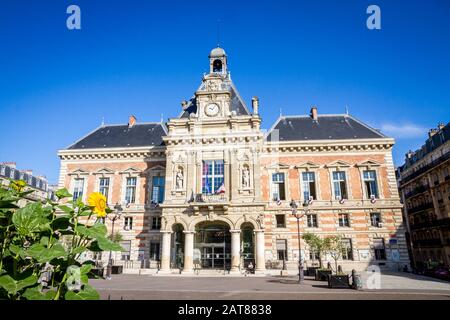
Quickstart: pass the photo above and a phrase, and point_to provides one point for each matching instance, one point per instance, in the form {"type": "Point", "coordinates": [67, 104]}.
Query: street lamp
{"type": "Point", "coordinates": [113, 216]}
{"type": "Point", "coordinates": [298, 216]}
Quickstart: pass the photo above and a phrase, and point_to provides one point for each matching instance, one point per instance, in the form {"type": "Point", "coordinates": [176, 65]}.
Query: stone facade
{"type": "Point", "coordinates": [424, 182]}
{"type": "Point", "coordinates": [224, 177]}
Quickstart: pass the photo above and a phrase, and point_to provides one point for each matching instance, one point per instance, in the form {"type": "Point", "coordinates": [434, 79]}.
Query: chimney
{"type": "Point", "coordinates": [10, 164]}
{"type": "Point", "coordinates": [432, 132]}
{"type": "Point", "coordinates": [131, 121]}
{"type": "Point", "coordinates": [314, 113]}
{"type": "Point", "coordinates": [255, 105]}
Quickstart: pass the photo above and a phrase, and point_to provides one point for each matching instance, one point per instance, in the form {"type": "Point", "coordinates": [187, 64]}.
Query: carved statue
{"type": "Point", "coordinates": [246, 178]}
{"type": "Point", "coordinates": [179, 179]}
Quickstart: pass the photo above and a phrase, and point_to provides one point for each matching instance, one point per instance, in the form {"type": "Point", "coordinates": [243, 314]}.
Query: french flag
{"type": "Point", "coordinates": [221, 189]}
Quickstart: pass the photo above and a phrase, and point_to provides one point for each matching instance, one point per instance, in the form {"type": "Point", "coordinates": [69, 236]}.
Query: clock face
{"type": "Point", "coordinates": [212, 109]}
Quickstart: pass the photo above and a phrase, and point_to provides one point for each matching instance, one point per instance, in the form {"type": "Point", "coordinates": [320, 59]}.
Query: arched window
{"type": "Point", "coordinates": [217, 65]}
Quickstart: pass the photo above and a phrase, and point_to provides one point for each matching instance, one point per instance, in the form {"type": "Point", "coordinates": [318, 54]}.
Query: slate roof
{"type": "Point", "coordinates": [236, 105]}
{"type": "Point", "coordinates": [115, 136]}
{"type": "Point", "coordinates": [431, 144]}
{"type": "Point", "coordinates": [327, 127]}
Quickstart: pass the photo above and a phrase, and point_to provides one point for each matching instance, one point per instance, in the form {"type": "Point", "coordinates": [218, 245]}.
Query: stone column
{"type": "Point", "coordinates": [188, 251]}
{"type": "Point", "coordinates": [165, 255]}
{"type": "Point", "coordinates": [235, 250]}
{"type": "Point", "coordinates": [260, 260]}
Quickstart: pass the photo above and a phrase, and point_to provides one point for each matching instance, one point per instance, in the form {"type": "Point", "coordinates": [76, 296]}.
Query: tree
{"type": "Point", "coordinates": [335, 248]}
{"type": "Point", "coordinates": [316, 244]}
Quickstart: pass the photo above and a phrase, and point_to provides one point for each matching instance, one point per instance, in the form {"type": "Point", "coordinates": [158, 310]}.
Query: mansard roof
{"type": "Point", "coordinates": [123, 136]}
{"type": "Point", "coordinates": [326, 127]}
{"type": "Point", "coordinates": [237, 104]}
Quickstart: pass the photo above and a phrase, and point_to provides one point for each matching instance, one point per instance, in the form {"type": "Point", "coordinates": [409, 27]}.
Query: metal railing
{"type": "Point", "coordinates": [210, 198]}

...

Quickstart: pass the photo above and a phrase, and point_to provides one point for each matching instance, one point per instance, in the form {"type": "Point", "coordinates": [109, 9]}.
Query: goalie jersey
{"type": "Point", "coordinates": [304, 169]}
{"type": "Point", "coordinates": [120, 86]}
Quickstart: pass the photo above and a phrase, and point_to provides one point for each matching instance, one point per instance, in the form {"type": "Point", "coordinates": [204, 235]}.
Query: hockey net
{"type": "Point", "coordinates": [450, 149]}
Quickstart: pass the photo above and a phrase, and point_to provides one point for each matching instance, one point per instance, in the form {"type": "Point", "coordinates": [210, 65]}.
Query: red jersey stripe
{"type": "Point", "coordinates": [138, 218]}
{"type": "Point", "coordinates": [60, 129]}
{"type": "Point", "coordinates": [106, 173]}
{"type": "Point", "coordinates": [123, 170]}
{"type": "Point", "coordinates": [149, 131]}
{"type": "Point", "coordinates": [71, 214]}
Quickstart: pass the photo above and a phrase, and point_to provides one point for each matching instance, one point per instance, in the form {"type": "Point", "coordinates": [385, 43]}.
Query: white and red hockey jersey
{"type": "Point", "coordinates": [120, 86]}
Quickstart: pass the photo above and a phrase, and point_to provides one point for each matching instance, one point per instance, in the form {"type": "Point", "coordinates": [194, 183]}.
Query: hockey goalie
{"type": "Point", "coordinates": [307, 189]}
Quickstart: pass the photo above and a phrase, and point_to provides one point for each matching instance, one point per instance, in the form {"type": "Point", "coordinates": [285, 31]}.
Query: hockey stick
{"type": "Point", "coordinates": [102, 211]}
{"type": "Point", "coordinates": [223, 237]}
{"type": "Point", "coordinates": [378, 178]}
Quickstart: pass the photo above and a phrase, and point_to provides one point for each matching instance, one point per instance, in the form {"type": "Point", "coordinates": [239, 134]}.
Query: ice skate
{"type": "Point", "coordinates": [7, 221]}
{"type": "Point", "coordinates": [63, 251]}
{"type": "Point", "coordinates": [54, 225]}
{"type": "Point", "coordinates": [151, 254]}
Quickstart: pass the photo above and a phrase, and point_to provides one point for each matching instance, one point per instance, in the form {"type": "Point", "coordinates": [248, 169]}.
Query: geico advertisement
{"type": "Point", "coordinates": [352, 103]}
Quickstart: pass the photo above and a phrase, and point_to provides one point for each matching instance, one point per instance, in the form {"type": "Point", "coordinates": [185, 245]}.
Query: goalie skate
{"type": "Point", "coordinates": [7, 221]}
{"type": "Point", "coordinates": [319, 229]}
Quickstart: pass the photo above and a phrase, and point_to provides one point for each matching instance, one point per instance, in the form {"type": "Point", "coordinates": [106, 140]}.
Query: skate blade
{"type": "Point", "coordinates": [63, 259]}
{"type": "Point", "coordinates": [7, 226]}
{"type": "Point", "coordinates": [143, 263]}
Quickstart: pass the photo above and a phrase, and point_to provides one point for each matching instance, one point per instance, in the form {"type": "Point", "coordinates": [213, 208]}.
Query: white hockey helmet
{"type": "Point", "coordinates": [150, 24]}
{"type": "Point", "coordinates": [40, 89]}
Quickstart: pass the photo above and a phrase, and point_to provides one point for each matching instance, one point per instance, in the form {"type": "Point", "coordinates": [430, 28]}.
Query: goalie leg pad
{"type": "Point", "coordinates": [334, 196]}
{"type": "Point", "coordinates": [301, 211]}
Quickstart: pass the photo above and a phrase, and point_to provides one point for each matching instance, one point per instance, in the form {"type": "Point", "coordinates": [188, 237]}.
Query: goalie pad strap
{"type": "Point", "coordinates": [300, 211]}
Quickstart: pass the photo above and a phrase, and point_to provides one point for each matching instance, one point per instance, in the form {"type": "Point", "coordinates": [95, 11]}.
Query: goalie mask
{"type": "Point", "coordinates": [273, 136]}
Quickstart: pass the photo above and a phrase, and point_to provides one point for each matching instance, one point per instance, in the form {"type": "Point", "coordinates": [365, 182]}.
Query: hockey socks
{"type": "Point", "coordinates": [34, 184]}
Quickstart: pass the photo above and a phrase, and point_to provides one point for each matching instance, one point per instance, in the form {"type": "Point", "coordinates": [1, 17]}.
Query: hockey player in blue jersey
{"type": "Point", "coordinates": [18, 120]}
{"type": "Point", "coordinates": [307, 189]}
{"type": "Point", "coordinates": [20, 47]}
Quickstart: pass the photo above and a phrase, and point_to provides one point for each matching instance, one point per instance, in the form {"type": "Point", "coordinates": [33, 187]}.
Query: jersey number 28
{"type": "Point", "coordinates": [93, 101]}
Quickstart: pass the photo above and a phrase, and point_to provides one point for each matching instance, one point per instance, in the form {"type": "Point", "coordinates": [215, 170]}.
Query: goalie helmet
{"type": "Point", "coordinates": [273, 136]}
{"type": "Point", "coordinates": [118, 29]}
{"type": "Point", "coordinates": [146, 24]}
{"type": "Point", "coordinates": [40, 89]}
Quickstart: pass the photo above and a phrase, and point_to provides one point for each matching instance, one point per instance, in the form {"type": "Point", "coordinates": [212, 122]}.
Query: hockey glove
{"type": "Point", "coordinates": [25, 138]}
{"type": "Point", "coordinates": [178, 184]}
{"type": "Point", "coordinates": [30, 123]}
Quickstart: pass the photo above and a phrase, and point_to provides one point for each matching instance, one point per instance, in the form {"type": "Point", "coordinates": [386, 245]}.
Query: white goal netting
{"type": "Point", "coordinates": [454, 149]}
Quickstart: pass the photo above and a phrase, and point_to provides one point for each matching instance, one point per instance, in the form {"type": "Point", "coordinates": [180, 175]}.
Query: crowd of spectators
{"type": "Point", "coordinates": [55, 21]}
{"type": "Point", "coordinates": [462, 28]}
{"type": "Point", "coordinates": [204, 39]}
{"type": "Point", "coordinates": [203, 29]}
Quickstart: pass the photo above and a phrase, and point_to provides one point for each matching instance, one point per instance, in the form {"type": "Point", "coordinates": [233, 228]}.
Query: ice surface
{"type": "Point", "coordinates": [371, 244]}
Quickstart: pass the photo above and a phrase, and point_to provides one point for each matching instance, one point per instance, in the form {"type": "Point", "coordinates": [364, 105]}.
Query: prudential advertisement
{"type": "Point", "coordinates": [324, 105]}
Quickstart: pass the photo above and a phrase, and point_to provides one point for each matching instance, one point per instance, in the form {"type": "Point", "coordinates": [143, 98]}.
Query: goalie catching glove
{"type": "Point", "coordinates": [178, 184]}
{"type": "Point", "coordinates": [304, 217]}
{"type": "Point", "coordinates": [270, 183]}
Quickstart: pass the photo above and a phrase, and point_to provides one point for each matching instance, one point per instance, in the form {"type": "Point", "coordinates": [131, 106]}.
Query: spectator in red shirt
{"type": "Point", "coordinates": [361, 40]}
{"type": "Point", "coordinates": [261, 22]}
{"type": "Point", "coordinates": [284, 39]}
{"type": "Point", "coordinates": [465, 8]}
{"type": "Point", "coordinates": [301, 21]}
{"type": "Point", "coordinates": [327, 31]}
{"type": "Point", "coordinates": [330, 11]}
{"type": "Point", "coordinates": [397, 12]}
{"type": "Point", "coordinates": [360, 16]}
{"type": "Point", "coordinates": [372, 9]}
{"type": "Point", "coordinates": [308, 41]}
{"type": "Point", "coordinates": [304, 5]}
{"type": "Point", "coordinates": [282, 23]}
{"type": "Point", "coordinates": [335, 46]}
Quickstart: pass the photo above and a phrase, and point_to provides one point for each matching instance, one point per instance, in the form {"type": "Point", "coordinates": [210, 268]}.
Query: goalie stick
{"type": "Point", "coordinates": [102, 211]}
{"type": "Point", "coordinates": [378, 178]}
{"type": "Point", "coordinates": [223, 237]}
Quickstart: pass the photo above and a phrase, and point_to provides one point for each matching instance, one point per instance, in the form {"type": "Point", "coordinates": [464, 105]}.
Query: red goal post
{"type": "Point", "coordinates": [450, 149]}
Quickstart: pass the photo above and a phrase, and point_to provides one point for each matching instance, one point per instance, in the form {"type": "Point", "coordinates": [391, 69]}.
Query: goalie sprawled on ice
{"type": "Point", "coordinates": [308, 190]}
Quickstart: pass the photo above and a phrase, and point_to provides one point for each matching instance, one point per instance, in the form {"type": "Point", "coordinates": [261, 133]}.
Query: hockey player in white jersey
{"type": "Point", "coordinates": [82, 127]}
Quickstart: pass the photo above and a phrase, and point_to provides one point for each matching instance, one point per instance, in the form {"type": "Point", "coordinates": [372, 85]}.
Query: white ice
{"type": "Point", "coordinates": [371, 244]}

==

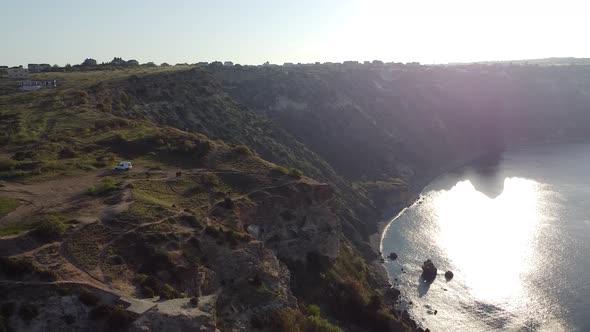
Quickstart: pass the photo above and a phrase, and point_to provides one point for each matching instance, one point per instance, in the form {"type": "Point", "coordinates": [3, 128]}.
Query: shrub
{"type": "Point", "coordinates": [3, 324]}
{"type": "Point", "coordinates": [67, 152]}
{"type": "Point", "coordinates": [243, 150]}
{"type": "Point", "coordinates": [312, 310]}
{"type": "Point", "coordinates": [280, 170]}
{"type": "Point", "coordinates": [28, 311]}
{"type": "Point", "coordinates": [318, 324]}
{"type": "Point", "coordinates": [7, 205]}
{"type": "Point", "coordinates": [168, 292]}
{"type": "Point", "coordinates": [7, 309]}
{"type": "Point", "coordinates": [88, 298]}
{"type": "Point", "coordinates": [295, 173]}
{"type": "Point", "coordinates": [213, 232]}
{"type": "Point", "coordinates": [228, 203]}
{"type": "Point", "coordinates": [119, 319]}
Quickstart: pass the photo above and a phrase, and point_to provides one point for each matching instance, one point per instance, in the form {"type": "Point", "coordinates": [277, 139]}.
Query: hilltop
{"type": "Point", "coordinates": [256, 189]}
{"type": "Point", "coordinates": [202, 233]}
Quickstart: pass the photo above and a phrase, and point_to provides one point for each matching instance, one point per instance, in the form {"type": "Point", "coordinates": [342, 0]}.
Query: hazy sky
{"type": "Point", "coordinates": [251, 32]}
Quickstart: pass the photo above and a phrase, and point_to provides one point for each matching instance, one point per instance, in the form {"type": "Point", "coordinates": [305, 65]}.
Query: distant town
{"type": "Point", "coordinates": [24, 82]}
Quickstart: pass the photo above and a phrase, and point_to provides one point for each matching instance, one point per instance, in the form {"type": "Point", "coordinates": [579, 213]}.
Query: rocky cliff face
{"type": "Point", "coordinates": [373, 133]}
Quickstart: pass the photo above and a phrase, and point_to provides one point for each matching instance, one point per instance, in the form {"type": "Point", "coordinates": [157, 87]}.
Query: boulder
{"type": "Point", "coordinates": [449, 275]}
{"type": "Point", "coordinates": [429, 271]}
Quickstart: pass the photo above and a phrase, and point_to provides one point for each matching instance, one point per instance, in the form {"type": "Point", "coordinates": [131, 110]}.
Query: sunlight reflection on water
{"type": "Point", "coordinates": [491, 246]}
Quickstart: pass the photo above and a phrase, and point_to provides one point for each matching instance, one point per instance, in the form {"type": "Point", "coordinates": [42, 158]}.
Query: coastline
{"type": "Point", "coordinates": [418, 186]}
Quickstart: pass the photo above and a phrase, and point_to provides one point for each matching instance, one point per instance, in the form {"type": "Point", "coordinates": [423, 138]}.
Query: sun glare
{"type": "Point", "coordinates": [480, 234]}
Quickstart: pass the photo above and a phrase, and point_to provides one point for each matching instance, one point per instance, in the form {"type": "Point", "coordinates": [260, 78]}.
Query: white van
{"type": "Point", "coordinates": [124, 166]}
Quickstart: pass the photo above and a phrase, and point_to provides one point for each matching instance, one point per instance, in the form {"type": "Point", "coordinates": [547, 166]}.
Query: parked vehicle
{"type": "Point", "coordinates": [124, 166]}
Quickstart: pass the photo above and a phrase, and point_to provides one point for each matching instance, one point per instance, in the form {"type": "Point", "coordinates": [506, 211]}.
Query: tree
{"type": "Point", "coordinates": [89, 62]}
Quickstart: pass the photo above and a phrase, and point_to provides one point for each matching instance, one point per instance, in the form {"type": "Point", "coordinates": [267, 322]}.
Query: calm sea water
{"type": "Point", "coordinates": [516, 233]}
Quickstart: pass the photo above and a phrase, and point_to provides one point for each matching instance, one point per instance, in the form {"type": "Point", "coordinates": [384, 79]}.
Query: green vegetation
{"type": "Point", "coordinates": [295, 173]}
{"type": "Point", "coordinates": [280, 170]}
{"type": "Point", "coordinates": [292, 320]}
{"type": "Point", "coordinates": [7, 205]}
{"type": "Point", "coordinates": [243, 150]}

▶ [What the task asks]
Locate each line in the entries above that contains the word "goalie", counting a match only when the case is identical, and copy every such line.

▶ [Finished answer]
Query: goalie jersey
Query: hockey goalie
Query: goalie skate
Query: goalie leg pad
Query: goalie pad strap
Query: goalie mask
Query: goalie helmet
Query: goalie catching glove
Query: goalie stick
Query: goalie sprawled on ice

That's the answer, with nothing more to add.